WHAT IS EXPECTED: From the commentary on the film Thrive, lift the passage starting with "Paul Hawken is" and going on through "were eventually dropped.", copying it word for word.

DOCUMENT SEGMENT:
☆ ☆ ☆
Why Am I Not Surprised?

There is a clear division among the people interviewed in Thrive. Some of them are people who have severe problems commanding credibility in the mainstream—David Icke, Adam Trombly and Nassim Haramein all fall into that category. However, there are also others interviewed in the film who do not appear to be conspiracy theorists, pseudoscientists or otherwise makers of wild and unproven claims. That doesn’t mean I agree with them on everything they have to say; however, I suspected from the very get-go that these people weren’t being told the full story of what Thrive was about before they agreed to appear in the film.

I will direct the readers to a passage in my very first article about Thrive, which was a debunking of the trailer, even before I’d seen the full film. Here’s what I had to say about Elisabet Sahtouris, Paul Hawken, and Amy Goodman:

“Dr. Sahtouris is the first person in this movie [at the time I meant the trailer] who actually has a real, verifiable Ph.D…. She lectures on evolution of humanity and how to create a better future. Given that she, like Catherine Fitts, sounds completely sane, I suspect that her inclusion in this movie is somewhat unwitting. Another clue that tells me this is that she appears to believe in global warming. While global warming isn’t mentioned in the Thrive trailer, I would lay odds that most of Thrive’s target audience believes that global warming is a hoax. Most conspiracy theorists do. I do not think Dr. Sahtouris is a conspiracy theorist….

Paul Hawken is a California businessman and environmentalist. He advocates for socially and environmentally responsible business practices (and I certainly agree with that). He hosted a 17-part series on PBS about running socially responsible businesses. Again, another sane person who makes me wonder if he was told he was going to be in the same movie as David Icke and Adam Trombly…

Democracy Now! is a radio program on the Pacifica radio network, dedicated to progressive causes. I’ve never listened to the show, but browsing their material there seems to be a lot of stuff I agree with. Amy Goodman was arrested along with two other reporters at the 2008 Republican National Convention despite having committed no crime. The charges were eventually dropped.

As with several other respectable names here (Fitts, Hawken, Sahtouris, williams) I wonder what she is doing in a conspiracy theory movie.”
☆ ☆ ☆
SOURCE EXCERPT:
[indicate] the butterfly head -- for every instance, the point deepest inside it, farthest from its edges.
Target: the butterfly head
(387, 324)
☆ ☆ ☆
ANSWER TO THIS EXERCISE:
Paul Hawken is a California businessman and environmentalist. He advocates for socially and environmentally responsible business practices (and I certainly agree with that). He hosted a 17-part series on PBS about running socially responsible businesses. Again, another sane person who makes me wonder if he was told he was going to be in the same movie as David Icke and Adam Trombly…

Democracy Now! is a radio program on the Pacifica radio network, dedicated to progressive causes. I’ve never listened to the show, but browsing their material there seems to be a lot of stuff I agree with. Amy Goodman was arrested along with two other reporters at the 2008 Republican National Convention despite having committed no crime. The charges were eventually dropped.